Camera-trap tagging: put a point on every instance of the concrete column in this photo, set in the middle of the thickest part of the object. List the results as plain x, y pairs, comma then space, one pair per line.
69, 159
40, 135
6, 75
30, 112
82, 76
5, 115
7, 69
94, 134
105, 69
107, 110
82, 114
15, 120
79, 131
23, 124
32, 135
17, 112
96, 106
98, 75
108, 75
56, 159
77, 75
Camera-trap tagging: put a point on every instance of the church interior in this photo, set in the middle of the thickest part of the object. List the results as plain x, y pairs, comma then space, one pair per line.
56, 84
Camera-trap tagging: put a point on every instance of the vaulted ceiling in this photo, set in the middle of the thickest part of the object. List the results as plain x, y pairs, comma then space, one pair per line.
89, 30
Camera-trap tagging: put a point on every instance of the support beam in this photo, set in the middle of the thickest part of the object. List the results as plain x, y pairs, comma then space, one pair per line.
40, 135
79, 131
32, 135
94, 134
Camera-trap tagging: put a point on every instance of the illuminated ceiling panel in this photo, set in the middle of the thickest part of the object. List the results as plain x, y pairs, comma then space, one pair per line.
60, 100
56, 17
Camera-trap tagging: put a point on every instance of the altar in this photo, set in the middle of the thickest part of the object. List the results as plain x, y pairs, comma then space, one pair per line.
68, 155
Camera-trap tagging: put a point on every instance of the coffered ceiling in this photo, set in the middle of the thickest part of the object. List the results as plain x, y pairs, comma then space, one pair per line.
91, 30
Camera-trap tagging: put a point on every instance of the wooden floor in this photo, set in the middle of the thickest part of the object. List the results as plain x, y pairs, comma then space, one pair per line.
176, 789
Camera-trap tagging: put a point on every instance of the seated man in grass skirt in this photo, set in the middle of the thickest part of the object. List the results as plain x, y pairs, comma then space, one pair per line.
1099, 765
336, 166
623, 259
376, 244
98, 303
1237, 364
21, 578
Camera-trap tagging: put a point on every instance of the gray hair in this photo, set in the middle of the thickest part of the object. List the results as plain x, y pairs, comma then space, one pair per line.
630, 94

The exercise: Write out every record shown above, word for word.

Correct result:
Camera-trap tagging: put a point on every instance of the concrete column in this photo, set in the middle of the thickest part of the object. List the results as plain x, y pairs, comma then space, one pair per line.
69, 159
40, 135
6, 75
30, 112
82, 76
5, 115
7, 69
94, 134
105, 69
107, 110
82, 114
15, 120
79, 131
23, 124
32, 135
17, 112
96, 106
98, 75
108, 75
56, 159
77, 75
Camera-trap tagging: put a point on every instance of the church interior in this photo, set in the middle of the thickest part of the object. List the results as plain x, y pairs, comma then space, one pair per line.
56, 84
Camera-trap tagging: put a point on every instance of the vaulted ceiling in this photo, set in the middle of the thickest part of the object. List the results as plain x, y pairs, comma then space, one pair per line.
89, 30
Camera-trap tagging: put a point on every instance of the support beam in this photo, set in the middle of the thickest part of the object. List the results as plain x, y pairs, comma then space, one pair per line.
40, 135
79, 131
32, 135
94, 134
Camera-trap tagging: put a point on every instance of the illuminated ceiling panel in this photo, set in the middle of the thickest part of the object. List the results as plain x, y pairs, comma then space, one pair per line.
60, 100
56, 17
Camera-trap tagging: put a point on every instance of the altar in this photo, set in the middle of the thickest part of the object. List the results as plain x, y pairs, comma then space, one pair per line.
68, 155
Camera-trap tagging: put a point on every instance of the coffered ceiling in this photo, set in the middle of the thickest part of the object. List the results as plain x, y pairs, comma then space, one pair per line.
91, 30
Camera-trap tagging: put a point on every instance of the wooden floor in this photo, set in the middle of the thickest part of the object. List the results as plain x, y pairs, comma then space, one pair per line.
176, 789
Camera-trap tagging: put a point on every instance of the seated man in grass skirt in this photo, set in the middle of the thickest part of the object. List the results as plain x, y pairs, comma then space, one pair per line.
1099, 765
336, 166
623, 259
376, 244
98, 303
1237, 364
21, 578
Camera-trap tagging: put a point on every instance of the gray hair in this photo, set in the middle of the thickest part of the object. List the results as plain x, y pairs, comma then space, one pair per line.
630, 94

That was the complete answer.